____ GIVEN RECORDS

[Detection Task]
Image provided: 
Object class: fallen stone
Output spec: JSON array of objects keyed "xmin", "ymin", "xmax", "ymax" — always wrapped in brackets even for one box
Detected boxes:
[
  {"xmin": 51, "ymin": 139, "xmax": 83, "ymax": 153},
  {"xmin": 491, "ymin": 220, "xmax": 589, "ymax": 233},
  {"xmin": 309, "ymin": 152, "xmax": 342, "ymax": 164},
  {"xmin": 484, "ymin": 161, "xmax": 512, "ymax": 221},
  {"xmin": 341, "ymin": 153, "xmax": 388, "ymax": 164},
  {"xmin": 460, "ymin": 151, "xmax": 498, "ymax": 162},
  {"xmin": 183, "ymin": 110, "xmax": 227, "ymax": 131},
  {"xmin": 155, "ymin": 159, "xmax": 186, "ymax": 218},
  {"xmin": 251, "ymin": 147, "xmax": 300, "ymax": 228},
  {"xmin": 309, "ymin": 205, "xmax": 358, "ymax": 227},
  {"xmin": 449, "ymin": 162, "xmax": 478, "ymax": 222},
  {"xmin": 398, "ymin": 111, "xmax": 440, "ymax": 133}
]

________

* WRITTEN TASK:
Update the records above by writing out every line again with "fallen stone" changed to "loose rock" and nothing else altered.

* TASK RESPONSE:
[Detection Task]
Image provided: 
Object class: loose rock
Output spec: JSON array of objects keyed "xmin", "ymin", "xmax", "ymax" — always wrapped in brackets even for one box
Detected boxes:
[
  {"xmin": 51, "ymin": 139, "xmax": 83, "ymax": 153},
  {"xmin": 491, "ymin": 220, "xmax": 589, "ymax": 233},
  {"xmin": 309, "ymin": 152, "xmax": 342, "ymax": 164},
  {"xmin": 484, "ymin": 161, "xmax": 512, "ymax": 221},
  {"xmin": 341, "ymin": 153, "xmax": 388, "ymax": 164},
  {"xmin": 460, "ymin": 151, "xmax": 498, "ymax": 162},
  {"xmin": 183, "ymin": 110, "xmax": 227, "ymax": 131},
  {"xmin": 155, "ymin": 159, "xmax": 186, "ymax": 218},
  {"xmin": 251, "ymin": 147, "xmax": 300, "ymax": 228},
  {"xmin": 309, "ymin": 205, "xmax": 358, "ymax": 227},
  {"xmin": 449, "ymin": 162, "xmax": 478, "ymax": 222},
  {"xmin": 398, "ymin": 111, "xmax": 440, "ymax": 133}
]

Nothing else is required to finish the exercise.